::: Data shown :::
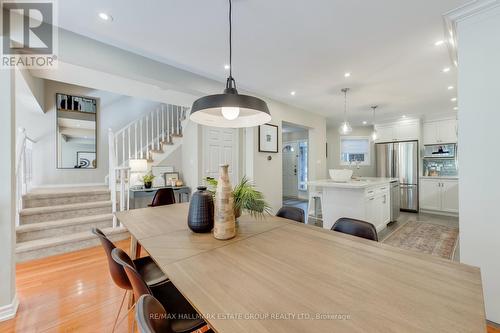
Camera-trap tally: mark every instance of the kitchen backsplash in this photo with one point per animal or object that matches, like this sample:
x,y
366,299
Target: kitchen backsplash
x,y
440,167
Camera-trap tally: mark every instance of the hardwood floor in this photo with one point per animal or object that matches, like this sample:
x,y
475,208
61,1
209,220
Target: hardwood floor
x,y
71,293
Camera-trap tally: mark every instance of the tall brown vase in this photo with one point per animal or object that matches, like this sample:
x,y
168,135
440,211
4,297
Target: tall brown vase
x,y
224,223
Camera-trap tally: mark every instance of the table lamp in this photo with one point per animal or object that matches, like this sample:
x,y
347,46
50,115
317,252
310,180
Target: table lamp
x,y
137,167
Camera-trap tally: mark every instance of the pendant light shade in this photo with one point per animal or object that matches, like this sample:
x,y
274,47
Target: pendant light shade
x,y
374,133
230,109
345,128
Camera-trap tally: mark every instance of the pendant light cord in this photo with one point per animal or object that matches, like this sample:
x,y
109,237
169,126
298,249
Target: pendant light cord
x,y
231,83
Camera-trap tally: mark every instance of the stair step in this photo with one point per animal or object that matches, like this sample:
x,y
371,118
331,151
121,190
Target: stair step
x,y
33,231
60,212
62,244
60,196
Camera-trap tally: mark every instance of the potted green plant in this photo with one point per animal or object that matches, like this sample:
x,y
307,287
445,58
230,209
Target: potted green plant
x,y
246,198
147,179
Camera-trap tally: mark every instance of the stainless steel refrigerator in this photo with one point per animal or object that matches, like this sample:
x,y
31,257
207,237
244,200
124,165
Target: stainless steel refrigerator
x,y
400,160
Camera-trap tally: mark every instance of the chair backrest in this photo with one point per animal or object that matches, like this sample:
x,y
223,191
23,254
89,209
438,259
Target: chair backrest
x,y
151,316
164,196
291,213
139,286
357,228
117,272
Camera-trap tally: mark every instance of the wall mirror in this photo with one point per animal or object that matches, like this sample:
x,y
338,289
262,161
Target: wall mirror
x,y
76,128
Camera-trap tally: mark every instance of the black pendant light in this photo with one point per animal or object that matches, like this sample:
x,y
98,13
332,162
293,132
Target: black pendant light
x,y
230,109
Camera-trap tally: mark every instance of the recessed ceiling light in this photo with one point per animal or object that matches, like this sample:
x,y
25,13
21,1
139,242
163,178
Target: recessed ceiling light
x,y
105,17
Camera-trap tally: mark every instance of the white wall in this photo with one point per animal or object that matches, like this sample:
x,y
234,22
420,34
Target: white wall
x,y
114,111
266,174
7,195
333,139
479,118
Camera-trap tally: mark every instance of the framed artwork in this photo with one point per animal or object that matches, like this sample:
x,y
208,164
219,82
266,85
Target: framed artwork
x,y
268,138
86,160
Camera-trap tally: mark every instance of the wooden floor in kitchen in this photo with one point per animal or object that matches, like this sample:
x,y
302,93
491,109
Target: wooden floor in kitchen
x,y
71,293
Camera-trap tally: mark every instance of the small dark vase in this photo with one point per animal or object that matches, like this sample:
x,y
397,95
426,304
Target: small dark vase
:::
::: Data shown :::
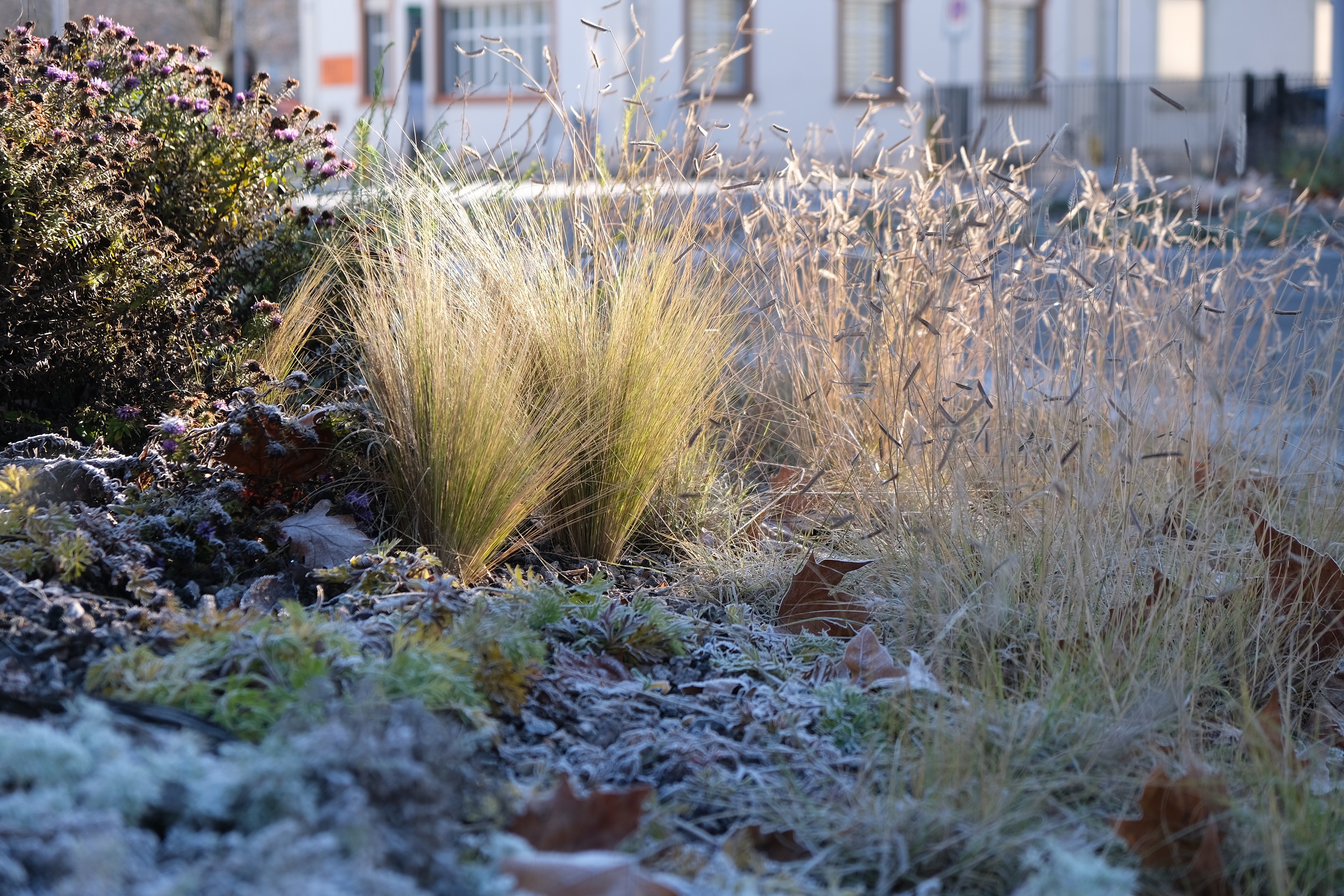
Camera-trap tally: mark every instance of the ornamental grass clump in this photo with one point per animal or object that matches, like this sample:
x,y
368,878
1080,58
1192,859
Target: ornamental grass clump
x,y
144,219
:::
## The task
Extract every line of the material above that contains the word "artwork", reproducing each such line in full.

## Written answer
Camera-trap tally: mark every instance of the framed artwork in this photo with one point per animal or object that matches, like this sample:
Target: framed artwork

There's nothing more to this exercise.